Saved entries
■ ■ ■ ■

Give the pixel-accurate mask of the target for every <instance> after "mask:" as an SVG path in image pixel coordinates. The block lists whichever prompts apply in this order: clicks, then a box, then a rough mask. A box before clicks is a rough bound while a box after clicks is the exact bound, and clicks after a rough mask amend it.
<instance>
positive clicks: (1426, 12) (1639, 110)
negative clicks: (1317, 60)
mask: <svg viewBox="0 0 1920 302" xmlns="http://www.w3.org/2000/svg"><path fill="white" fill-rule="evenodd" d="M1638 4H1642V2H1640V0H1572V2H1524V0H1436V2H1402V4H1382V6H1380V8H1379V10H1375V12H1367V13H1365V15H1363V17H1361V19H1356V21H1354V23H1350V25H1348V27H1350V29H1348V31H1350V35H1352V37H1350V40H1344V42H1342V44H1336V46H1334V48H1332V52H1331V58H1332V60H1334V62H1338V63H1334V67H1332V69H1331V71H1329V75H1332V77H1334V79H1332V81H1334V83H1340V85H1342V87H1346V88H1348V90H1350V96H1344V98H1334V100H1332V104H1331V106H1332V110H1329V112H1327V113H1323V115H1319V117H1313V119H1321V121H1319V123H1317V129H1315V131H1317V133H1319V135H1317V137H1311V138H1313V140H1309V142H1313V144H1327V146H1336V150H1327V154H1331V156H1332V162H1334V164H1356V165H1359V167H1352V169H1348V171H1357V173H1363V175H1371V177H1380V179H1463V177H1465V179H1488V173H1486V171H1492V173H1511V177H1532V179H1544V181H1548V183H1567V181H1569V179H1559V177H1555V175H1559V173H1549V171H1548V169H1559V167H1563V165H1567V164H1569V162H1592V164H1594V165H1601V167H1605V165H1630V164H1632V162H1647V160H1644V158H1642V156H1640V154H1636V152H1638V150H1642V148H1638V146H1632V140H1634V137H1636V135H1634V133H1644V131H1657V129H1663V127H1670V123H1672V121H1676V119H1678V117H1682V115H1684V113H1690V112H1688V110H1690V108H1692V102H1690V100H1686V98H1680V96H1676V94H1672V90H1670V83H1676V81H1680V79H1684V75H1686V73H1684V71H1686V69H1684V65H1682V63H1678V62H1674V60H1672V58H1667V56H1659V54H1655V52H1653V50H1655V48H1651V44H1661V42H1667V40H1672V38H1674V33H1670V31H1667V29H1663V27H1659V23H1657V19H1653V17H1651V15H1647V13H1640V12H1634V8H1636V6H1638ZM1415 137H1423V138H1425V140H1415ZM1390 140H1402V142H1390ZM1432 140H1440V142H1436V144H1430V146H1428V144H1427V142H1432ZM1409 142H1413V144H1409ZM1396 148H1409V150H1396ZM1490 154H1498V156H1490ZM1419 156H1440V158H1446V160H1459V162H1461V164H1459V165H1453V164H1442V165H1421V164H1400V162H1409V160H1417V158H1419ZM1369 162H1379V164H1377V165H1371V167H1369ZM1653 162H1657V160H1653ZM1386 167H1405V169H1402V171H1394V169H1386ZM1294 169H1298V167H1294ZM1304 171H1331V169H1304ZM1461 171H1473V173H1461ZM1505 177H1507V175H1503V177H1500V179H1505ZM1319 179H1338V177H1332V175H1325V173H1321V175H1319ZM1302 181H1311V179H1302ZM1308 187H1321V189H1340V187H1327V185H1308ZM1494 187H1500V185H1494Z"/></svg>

■ ■ ■ ■

Reproduce the entire listing above verbatim, line for line, without changing anything.

Give the pixel-accurate mask of the target for every <instance> after "mask:" as an SVG path in image pixel coordinates. The block lists whichever prompts apply in this order: clicks, then a box, then a rough mask. A box before clicks is a rough bound while a box after clicks is the exact bound, and clicks after a rough mask amend it.
<instance>
positive clicks: (1426, 12) (1639, 110)
negative clicks: (1317, 60)
mask: <svg viewBox="0 0 1920 302" xmlns="http://www.w3.org/2000/svg"><path fill="white" fill-rule="evenodd" d="M1638 4H1642V2H1640V0H1572V2H1524V0H1436V2H1402V4H1382V6H1380V8H1379V10H1375V12H1367V13H1365V15H1363V17H1361V19H1356V21H1354V23H1350V25H1348V27H1350V29H1348V31H1350V35H1352V37H1350V40H1344V42H1342V44H1336V46H1334V48H1332V52H1331V58H1332V60H1334V62H1338V63H1334V67H1332V69H1331V71H1329V75H1332V77H1334V79H1332V81H1334V83H1340V85H1342V87H1346V88H1348V90H1350V96H1344V98H1334V100H1332V104H1331V106H1332V110H1329V112H1327V113H1323V115H1319V117H1313V119H1321V121H1319V123H1317V129H1315V131H1317V133H1319V135H1317V137H1311V138H1313V140H1309V142H1313V144H1327V146H1336V150H1327V154H1331V156H1332V162H1334V164H1356V165H1359V167H1352V169H1348V171H1357V173H1363V175H1371V177H1380V179H1463V177H1465V179H1488V173H1486V171H1492V173H1511V177H1532V179H1544V181H1548V183H1567V181H1569V179H1559V177H1555V175H1559V173H1549V171H1548V169H1559V167H1563V165H1567V164H1569V162H1592V164H1594V165H1601V167H1605V165H1630V164H1632V162H1647V160H1644V158H1642V156H1640V154H1636V152H1638V150H1642V148H1638V146H1632V140H1634V137H1636V135H1634V133H1644V131H1657V129H1663V127H1670V123H1672V121H1676V119H1678V117H1682V115H1684V113H1690V112H1688V110H1690V108H1692V102H1690V100H1686V98H1680V96H1676V94H1672V90H1670V83H1676V81H1680V79H1684V75H1686V73H1684V71H1686V69H1684V65H1682V63H1678V62H1674V60H1672V58H1667V56H1659V54H1655V52H1653V50H1655V48H1651V44H1661V42H1667V40H1672V38H1674V33H1670V31H1667V29H1663V27H1659V23H1657V19H1653V17H1651V15H1647V13H1640V12H1634V8H1636V6H1638ZM1415 137H1423V138H1425V140H1415ZM1390 140H1402V142H1390ZM1432 140H1440V142H1436V144H1430V146H1428V144H1427V142H1432ZM1409 142H1413V144H1409ZM1396 148H1409V150H1396ZM1490 154H1498V156H1490ZM1419 156H1440V158H1446V160H1459V162H1461V164H1459V165H1453V164H1442V165H1421V164H1400V162H1409V160H1417V158H1419ZM1369 162H1379V164H1377V165H1371V167H1369ZM1653 162H1657V160H1653ZM1386 167H1405V169H1402V171H1394V169H1386ZM1294 169H1298V167H1294ZM1304 171H1331V169H1304ZM1461 171H1473V173H1461ZM1505 177H1507V175H1503V177H1500V179H1505ZM1319 179H1338V177H1332V175H1325V173H1321V175H1319ZM1302 181H1311V179H1302ZM1308 187H1321V189H1340V187H1327V185H1308ZM1494 187H1500V185H1494Z"/></svg>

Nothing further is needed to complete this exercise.